● Given entries:
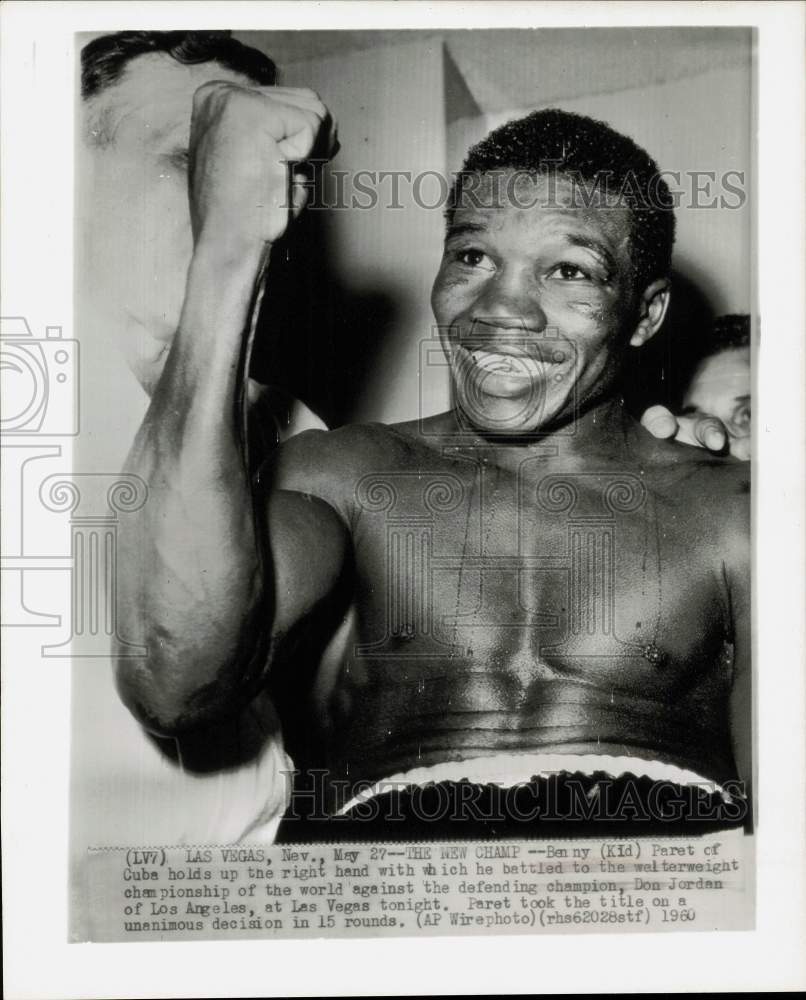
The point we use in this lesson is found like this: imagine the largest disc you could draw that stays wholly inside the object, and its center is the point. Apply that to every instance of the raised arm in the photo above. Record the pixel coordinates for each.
(198, 578)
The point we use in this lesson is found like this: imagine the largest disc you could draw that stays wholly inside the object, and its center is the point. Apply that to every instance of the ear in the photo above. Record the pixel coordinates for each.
(651, 311)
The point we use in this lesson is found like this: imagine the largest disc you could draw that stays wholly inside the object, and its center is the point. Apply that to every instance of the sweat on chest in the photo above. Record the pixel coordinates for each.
(553, 566)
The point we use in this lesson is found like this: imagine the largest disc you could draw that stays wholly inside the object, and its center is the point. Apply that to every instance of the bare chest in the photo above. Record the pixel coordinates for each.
(585, 574)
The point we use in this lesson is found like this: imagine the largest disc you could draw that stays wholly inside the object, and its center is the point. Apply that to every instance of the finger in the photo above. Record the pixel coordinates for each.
(659, 422)
(710, 433)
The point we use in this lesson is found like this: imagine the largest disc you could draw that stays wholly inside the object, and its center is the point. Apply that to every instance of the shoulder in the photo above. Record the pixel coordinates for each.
(330, 464)
(692, 474)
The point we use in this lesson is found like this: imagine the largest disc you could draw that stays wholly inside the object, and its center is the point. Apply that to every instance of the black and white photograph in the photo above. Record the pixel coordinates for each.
(388, 505)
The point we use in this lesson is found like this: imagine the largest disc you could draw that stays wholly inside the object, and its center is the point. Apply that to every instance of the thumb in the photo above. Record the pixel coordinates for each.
(660, 422)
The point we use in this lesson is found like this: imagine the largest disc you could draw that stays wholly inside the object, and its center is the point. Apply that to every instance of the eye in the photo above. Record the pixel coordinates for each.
(472, 257)
(741, 416)
(569, 272)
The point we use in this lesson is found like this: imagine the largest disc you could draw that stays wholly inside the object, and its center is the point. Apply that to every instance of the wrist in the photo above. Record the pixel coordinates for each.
(229, 253)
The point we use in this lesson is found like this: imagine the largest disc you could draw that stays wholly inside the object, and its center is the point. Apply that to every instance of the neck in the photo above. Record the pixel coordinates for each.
(600, 433)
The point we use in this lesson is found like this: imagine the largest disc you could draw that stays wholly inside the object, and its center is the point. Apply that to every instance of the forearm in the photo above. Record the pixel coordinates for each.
(191, 582)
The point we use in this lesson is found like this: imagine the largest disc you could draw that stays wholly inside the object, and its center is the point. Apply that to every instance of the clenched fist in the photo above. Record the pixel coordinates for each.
(245, 143)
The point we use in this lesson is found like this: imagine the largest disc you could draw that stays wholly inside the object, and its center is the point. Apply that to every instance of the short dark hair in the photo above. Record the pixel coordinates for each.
(104, 59)
(729, 332)
(588, 152)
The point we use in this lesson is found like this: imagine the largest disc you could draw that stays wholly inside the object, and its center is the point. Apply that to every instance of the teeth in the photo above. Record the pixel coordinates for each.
(506, 364)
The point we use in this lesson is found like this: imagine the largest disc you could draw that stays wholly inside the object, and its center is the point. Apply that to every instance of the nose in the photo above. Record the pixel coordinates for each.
(511, 300)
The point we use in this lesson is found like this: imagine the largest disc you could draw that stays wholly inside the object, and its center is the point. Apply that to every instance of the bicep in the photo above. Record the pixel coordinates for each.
(307, 549)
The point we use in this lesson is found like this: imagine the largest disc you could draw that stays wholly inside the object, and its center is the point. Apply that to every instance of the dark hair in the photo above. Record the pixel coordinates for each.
(590, 153)
(104, 59)
(728, 332)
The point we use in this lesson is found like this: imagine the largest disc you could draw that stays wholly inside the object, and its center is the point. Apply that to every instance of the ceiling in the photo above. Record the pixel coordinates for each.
(506, 68)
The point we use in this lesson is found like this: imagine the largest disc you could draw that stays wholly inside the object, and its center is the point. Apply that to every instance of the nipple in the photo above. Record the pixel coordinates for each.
(654, 655)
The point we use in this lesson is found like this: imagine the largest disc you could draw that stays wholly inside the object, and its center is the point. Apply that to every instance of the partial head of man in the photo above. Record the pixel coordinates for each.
(557, 255)
(137, 97)
(720, 385)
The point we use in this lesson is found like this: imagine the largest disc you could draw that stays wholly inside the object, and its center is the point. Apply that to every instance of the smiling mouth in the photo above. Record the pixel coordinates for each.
(511, 365)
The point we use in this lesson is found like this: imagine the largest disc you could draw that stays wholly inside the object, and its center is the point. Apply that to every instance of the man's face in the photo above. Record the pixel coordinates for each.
(534, 304)
(136, 240)
(721, 388)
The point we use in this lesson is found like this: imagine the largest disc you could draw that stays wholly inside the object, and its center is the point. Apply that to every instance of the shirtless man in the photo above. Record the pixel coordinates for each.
(535, 578)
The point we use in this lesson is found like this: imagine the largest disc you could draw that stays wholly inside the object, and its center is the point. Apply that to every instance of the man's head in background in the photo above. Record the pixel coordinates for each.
(137, 94)
(720, 385)
(557, 256)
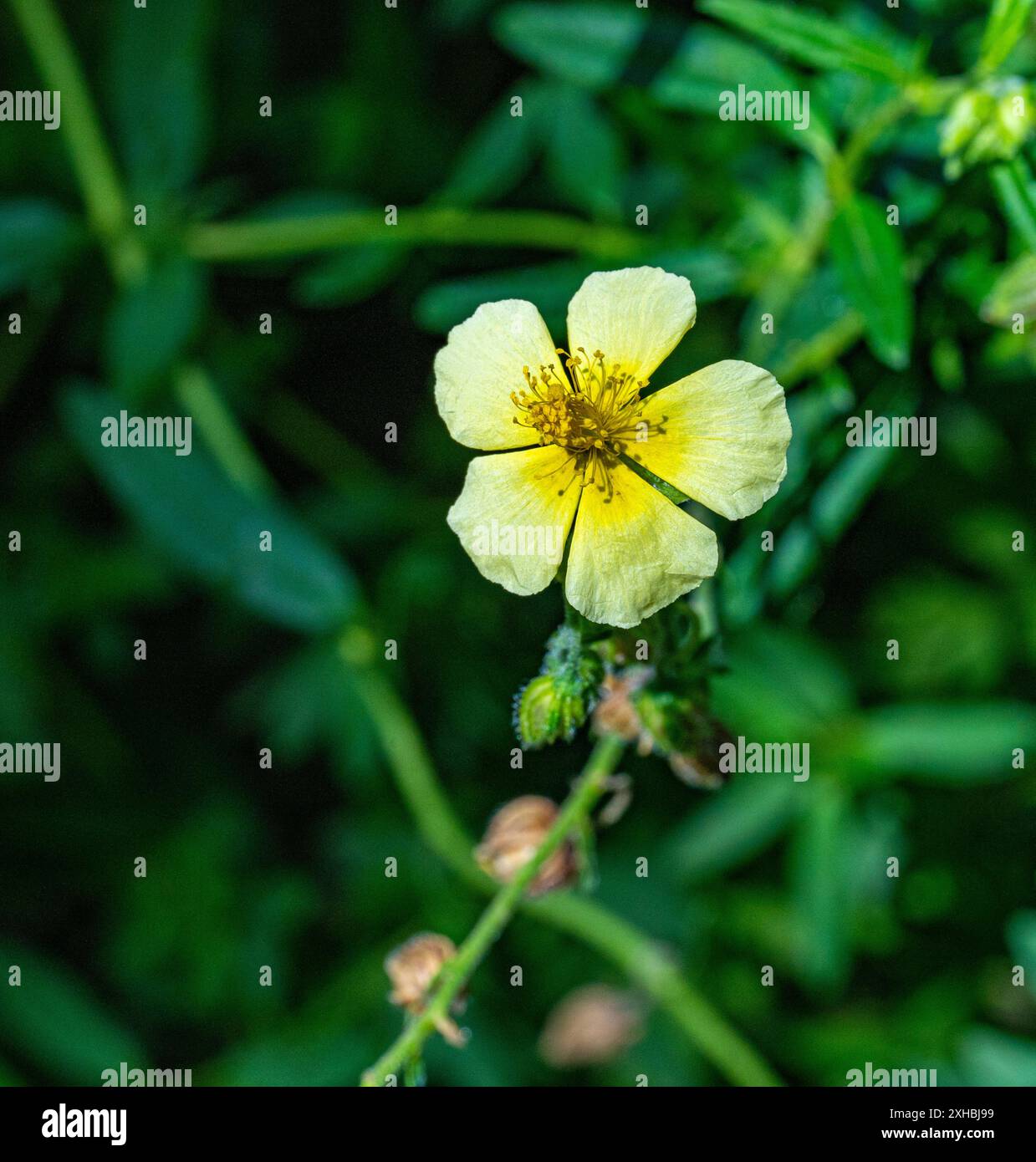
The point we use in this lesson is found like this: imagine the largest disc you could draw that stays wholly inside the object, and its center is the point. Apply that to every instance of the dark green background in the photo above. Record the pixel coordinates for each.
(249, 867)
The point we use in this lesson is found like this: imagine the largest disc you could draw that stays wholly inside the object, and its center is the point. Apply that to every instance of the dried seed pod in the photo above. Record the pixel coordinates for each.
(515, 833)
(591, 1027)
(411, 969)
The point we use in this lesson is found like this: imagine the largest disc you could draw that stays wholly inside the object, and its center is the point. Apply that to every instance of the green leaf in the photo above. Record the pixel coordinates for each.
(160, 92)
(500, 151)
(732, 828)
(821, 876)
(151, 324)
(1005, 28)
(1014, 293)
(212, 529)
(589, 44)
(869, 256)
(36, 236)
(584, 155)
(952, 742)
(55, 1022)
(991, 1058)
(814, 38)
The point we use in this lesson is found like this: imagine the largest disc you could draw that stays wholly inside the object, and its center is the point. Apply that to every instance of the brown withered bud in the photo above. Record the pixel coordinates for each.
(411, 969)
(615, 712)
(515, 833)
(591, 1027)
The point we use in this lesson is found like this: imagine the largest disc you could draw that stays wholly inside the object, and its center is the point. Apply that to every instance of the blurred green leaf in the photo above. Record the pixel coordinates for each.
(36, 236)
(814, 38)
(586, 43)
(1014, 293)
(990, 1058)
(158, 79)
(732, 828)
(1003, 30)
(585, 155)
(57, 1024)
(151, 324)
(953, 742)
(500, 150)
(212, 529)
(869, 255)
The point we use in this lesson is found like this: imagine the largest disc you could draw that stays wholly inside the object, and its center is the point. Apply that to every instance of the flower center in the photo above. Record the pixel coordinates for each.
(593, 413)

● Aim of the exercise:
Copy everything from the line containing "of the flower" down to the end of the data, keeping all wording unchanged but shifting each pixel coordinate in the answers by adding 113 to both of its numbers.

● Written reply:
The point we use in this lesson is found like this: imagine the largest disc you could draw that stays wholly inside the object, and its center is the point. Apply that to every instance of the flower center in the photo above. Record the pixel coordinates for each.
(706, 526)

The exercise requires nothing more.